--- Begin MATERIAL TO PROCESS ---
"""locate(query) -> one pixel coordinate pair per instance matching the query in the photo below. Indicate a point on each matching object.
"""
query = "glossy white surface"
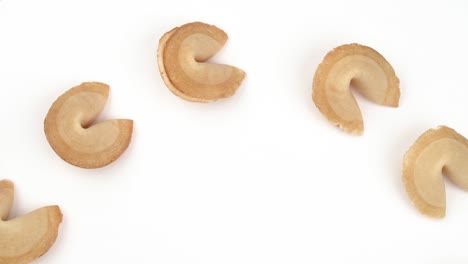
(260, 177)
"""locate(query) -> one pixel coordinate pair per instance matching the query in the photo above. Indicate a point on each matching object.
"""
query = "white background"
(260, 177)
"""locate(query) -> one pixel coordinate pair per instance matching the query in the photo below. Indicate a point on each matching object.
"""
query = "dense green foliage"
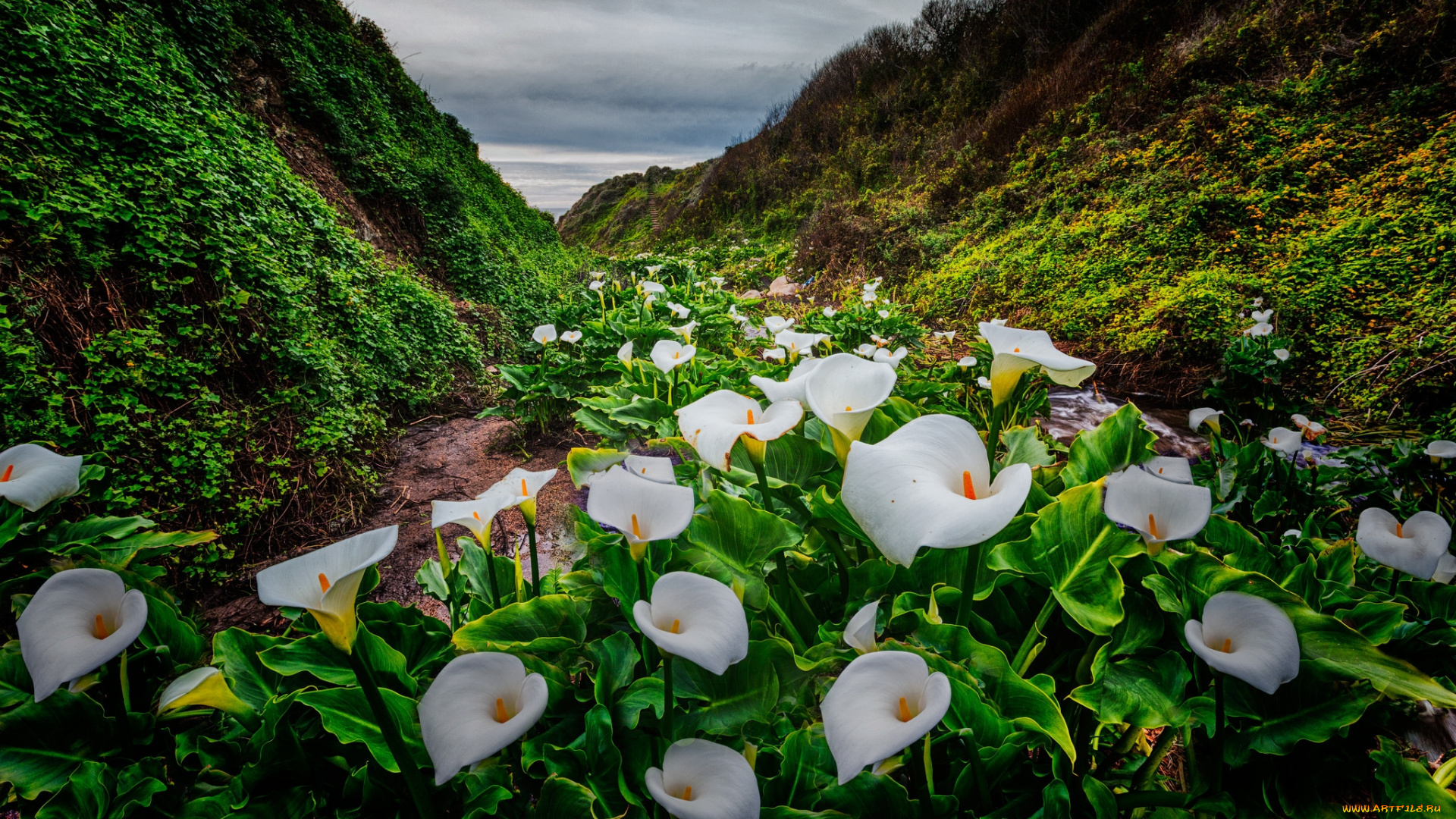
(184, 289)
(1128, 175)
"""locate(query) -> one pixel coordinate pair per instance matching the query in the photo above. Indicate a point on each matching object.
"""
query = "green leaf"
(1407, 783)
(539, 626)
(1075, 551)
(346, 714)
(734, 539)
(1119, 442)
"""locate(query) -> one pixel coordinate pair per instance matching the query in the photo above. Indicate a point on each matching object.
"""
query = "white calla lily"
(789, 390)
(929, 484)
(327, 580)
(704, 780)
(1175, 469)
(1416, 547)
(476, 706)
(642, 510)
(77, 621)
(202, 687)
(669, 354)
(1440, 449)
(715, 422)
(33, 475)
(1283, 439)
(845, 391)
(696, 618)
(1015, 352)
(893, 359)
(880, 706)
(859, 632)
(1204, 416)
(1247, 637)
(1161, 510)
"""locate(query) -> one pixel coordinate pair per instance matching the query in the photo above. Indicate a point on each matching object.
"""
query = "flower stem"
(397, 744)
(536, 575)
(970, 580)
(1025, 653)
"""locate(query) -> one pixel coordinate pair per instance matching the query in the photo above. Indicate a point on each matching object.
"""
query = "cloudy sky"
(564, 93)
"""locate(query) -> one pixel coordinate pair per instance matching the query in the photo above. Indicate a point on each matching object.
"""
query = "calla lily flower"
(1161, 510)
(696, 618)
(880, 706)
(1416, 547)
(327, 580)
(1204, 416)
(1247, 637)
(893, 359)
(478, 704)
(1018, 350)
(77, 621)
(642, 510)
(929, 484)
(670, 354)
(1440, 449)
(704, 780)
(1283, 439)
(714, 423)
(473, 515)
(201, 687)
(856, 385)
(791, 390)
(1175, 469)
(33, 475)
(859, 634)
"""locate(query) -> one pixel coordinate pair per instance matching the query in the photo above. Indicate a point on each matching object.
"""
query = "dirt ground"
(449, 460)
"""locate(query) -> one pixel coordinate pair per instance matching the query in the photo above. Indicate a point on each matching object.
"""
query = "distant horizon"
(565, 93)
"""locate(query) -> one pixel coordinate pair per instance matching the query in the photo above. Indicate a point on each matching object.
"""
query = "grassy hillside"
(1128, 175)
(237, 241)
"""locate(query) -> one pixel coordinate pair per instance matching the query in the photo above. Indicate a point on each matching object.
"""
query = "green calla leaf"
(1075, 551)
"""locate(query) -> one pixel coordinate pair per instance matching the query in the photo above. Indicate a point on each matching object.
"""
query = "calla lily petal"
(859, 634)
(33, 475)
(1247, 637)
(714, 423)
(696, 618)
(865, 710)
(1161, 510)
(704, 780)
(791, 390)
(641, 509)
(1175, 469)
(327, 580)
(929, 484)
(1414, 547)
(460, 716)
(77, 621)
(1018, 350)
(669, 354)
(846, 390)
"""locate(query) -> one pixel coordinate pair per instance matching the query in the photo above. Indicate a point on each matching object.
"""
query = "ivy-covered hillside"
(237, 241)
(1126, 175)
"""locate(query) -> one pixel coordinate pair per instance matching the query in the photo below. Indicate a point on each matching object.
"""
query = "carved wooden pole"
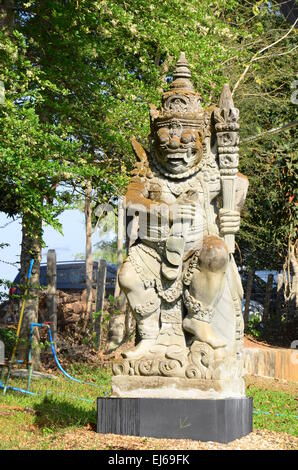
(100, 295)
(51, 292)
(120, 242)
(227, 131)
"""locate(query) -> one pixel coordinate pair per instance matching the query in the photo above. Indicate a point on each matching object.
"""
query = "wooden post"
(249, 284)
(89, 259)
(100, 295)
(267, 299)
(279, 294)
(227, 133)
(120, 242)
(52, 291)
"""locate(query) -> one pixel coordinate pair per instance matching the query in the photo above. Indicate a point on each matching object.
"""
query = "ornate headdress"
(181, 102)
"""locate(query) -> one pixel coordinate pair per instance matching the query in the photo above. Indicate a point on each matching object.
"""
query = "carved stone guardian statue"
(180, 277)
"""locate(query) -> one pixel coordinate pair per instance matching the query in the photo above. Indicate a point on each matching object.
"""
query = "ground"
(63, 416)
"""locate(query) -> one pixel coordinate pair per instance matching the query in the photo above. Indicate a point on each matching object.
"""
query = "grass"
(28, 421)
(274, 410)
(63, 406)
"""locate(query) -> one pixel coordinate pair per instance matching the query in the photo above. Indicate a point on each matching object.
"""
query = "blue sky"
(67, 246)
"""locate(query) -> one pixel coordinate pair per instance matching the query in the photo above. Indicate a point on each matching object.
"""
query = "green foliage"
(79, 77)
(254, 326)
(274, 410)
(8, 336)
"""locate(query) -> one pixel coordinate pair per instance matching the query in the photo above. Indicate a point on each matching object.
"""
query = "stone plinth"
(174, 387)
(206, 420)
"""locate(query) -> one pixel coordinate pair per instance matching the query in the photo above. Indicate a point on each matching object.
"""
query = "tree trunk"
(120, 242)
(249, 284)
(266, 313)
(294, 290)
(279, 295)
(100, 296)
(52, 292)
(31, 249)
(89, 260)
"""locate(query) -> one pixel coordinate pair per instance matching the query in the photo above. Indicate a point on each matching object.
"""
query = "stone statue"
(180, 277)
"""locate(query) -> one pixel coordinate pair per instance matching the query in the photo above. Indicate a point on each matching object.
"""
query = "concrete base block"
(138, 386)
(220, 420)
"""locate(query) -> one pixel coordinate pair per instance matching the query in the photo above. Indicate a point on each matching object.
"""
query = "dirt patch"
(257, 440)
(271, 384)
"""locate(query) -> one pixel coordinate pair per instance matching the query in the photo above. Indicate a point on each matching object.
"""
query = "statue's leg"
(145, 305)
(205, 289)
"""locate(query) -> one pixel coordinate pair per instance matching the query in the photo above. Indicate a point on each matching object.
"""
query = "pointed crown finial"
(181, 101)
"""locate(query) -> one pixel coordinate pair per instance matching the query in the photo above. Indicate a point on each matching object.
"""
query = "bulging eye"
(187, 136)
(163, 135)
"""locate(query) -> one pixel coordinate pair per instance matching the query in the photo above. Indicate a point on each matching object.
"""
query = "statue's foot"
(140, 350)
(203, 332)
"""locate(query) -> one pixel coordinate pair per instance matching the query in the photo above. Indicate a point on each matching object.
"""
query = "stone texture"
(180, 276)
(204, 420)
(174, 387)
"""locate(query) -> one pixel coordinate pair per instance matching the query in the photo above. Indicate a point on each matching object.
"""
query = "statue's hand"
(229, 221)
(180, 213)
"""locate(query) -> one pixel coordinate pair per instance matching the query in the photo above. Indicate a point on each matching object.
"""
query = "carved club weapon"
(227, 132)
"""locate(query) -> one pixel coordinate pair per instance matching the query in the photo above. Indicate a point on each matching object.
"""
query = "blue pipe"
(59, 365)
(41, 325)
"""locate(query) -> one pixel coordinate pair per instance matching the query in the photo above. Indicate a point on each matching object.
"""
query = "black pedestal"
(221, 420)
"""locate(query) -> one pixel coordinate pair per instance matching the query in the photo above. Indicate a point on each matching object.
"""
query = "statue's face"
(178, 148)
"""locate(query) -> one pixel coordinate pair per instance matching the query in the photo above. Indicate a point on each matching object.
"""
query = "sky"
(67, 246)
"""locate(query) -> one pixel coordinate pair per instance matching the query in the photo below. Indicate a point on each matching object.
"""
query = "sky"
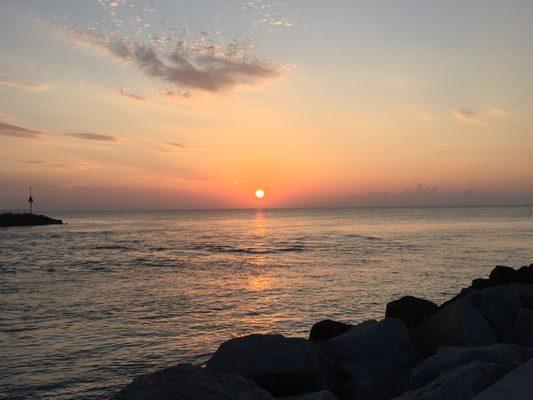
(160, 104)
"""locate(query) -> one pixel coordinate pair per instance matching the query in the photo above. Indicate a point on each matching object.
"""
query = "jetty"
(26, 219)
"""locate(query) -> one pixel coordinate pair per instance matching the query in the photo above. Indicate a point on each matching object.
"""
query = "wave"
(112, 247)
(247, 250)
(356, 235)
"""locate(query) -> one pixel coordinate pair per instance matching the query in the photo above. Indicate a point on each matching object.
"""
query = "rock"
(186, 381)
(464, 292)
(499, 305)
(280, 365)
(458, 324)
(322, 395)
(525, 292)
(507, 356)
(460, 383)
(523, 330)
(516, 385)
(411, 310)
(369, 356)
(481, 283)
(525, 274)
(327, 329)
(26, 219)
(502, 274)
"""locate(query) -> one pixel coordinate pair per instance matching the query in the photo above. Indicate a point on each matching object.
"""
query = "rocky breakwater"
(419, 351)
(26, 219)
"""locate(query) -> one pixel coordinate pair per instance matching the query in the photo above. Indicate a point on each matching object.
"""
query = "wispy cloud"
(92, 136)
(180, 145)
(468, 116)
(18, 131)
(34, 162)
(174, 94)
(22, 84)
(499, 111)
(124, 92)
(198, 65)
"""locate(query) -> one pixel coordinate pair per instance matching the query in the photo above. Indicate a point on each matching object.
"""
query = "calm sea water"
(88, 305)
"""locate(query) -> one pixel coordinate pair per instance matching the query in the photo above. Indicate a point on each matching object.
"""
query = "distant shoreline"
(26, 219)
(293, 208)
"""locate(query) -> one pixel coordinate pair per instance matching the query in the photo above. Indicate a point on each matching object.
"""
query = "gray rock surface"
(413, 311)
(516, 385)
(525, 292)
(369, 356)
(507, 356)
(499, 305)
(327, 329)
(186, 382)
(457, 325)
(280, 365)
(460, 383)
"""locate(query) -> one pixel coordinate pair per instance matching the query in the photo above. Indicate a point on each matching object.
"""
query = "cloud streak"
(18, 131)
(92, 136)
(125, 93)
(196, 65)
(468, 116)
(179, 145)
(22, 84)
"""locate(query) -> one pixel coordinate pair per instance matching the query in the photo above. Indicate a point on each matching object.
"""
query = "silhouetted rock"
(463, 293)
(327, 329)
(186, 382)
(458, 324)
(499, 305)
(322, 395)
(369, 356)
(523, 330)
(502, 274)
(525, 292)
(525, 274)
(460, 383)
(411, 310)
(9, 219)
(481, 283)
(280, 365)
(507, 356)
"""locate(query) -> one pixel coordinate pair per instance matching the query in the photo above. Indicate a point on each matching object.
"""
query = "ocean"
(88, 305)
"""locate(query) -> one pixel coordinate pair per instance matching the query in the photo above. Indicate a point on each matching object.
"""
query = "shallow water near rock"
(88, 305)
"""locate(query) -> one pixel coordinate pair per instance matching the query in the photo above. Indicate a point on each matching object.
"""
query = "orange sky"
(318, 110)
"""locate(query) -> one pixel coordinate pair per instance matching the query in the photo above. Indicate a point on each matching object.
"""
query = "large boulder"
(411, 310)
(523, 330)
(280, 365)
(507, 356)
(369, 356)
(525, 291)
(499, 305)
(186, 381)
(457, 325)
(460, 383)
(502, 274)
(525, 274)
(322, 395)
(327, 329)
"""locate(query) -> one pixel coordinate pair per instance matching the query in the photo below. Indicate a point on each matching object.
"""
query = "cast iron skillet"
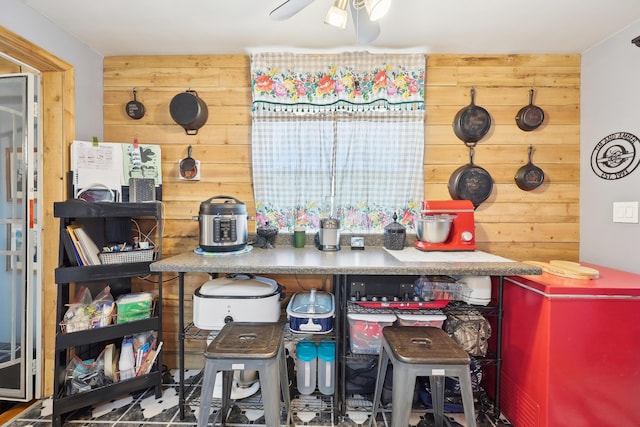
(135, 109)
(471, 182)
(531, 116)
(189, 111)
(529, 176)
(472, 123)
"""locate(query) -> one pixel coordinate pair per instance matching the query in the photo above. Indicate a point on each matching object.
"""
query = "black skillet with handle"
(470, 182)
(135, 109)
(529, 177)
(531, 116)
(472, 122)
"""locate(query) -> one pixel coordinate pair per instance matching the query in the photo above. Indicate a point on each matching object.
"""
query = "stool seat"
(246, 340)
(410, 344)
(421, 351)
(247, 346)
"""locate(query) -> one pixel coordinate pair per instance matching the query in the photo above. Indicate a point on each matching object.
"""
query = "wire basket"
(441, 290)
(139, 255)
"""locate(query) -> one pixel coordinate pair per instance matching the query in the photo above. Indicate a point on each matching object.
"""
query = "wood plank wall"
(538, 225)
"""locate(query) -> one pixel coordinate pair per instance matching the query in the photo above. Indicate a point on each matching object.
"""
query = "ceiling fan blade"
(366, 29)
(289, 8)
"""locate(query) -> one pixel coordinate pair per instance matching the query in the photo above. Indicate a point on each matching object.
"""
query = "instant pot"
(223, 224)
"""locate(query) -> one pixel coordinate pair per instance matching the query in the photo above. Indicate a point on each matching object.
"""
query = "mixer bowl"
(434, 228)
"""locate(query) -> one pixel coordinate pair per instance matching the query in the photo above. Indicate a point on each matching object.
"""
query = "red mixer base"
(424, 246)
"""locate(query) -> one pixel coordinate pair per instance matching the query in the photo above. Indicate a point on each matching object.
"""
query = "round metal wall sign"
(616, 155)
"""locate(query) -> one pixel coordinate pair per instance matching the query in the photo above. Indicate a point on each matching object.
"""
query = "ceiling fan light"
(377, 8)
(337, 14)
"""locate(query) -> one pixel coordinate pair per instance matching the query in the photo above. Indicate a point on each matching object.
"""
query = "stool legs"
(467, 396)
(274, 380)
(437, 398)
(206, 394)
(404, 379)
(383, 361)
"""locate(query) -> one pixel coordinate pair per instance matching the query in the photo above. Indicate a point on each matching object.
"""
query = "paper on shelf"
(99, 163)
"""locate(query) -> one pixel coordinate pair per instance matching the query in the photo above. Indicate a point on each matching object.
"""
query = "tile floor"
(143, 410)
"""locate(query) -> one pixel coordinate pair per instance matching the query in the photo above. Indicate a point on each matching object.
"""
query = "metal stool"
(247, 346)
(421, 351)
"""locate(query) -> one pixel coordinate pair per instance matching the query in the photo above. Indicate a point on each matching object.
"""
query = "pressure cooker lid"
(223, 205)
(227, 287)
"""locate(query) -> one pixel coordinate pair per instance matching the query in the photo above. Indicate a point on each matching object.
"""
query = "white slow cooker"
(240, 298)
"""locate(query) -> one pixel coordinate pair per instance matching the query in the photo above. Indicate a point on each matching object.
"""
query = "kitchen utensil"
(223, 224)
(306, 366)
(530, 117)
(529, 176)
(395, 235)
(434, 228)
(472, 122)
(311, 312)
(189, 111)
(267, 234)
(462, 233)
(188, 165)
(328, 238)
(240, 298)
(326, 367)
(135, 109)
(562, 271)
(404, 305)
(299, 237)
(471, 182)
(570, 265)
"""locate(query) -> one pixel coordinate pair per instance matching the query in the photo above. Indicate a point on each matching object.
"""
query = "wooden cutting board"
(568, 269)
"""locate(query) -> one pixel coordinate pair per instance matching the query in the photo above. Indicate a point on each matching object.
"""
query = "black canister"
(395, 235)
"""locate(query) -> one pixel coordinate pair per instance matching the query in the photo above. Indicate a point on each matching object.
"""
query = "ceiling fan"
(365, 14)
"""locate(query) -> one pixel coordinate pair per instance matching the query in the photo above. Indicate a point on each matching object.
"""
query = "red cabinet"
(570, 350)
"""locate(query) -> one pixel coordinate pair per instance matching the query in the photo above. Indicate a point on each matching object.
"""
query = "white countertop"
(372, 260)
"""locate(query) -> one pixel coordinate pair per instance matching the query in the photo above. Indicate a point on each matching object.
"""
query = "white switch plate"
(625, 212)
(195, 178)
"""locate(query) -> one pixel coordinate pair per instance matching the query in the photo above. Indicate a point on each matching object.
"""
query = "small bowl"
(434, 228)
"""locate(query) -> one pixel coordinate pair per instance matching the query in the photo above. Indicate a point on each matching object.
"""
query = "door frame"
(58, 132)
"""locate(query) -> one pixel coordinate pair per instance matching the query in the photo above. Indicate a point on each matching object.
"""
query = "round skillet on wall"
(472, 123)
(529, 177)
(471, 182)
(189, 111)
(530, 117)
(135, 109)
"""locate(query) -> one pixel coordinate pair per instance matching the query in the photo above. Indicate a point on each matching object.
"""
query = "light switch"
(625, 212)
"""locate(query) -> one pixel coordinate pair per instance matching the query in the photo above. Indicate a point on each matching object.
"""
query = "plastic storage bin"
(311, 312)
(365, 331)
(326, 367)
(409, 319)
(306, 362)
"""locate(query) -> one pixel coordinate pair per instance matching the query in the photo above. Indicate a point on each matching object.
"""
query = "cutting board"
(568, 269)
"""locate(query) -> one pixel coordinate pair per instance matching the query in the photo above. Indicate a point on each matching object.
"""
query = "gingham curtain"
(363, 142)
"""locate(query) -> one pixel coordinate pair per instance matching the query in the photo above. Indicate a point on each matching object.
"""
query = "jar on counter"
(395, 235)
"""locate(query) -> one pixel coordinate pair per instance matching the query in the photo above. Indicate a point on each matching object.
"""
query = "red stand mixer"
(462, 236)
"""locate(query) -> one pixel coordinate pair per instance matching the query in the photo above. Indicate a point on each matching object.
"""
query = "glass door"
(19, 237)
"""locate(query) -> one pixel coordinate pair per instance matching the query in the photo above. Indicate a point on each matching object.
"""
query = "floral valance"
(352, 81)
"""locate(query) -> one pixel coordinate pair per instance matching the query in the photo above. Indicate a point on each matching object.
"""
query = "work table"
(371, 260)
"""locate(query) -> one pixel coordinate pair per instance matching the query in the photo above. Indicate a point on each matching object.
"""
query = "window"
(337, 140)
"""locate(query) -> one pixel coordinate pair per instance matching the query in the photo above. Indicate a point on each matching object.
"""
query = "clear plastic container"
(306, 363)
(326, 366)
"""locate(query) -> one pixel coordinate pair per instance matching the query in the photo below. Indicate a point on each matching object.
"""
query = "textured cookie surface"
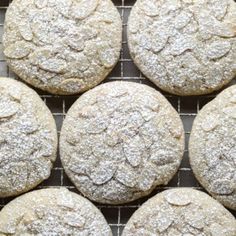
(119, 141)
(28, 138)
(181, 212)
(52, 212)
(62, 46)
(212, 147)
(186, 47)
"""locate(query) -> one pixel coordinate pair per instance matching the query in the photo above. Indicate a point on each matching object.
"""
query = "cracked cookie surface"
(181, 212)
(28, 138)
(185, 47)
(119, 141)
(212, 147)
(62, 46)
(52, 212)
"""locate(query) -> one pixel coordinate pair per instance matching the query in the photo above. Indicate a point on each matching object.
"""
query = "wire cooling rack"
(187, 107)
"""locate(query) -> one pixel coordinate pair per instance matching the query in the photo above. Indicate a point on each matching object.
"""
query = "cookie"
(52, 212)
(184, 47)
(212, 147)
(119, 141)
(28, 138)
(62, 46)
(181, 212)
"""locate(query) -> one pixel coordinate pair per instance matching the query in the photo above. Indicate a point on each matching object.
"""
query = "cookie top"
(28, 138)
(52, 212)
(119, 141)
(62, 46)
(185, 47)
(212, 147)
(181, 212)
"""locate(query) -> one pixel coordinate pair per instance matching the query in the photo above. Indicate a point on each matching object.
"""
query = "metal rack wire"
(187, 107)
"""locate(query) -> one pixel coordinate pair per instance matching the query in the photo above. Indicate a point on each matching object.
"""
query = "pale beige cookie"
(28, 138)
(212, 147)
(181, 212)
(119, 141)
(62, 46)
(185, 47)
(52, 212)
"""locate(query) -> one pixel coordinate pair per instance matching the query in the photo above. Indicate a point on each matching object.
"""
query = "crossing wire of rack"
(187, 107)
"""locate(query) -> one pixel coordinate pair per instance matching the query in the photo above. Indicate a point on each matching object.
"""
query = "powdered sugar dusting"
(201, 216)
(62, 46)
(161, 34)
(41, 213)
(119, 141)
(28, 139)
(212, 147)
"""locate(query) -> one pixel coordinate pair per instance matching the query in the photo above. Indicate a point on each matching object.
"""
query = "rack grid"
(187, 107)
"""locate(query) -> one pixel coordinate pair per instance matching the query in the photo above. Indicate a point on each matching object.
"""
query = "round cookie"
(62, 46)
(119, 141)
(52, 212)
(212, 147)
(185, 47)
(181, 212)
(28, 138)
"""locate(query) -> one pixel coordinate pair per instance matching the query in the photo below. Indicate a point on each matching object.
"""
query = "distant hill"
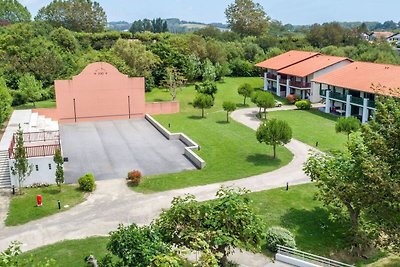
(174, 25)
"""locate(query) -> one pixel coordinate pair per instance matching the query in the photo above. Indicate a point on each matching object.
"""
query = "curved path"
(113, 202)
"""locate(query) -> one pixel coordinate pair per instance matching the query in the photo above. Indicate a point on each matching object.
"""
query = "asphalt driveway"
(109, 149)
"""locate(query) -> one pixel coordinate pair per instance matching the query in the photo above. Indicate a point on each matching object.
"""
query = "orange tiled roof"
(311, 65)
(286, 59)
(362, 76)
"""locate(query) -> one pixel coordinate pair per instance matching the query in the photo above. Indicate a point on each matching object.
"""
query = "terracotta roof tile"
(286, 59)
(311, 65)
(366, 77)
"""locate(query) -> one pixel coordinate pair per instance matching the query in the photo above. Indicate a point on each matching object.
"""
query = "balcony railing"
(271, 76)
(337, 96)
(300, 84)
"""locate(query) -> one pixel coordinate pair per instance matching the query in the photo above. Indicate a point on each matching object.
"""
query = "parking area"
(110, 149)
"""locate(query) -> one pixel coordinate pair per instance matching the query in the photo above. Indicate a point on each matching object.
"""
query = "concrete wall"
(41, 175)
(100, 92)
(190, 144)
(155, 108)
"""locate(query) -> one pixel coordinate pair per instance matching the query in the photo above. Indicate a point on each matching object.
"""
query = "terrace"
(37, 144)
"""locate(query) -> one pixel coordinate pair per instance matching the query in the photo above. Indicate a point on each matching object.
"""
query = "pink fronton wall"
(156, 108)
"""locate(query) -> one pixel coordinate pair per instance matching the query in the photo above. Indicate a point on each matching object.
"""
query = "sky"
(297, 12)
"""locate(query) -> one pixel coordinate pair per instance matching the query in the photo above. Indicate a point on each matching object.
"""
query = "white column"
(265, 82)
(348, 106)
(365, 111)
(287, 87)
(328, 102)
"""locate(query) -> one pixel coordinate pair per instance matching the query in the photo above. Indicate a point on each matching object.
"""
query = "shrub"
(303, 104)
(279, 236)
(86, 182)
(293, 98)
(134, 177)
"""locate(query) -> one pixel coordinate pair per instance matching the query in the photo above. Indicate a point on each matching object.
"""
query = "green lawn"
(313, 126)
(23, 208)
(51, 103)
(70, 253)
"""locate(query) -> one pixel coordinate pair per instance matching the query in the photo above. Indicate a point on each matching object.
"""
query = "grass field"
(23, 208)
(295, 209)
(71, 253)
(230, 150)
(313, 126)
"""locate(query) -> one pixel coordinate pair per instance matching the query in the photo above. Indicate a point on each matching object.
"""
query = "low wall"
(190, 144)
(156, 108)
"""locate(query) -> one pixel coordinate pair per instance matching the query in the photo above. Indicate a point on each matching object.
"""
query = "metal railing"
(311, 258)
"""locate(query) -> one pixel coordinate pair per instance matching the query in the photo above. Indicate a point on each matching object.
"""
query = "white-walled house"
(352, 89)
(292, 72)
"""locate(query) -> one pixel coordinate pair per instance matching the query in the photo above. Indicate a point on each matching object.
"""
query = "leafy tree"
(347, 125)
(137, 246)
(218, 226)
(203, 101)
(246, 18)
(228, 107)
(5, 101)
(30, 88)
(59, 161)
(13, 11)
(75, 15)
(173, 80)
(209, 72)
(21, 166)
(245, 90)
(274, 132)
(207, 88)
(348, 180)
--- End MATERIAL TO PROCESS ---
GIVEN REQUEST: Pick out every line in the material above that contains the string "cooker" and copy each one. Case counts.

SOLUTION TO THE PROBLEM:
query = "pressure cooker lid"
query = "white slow cooker"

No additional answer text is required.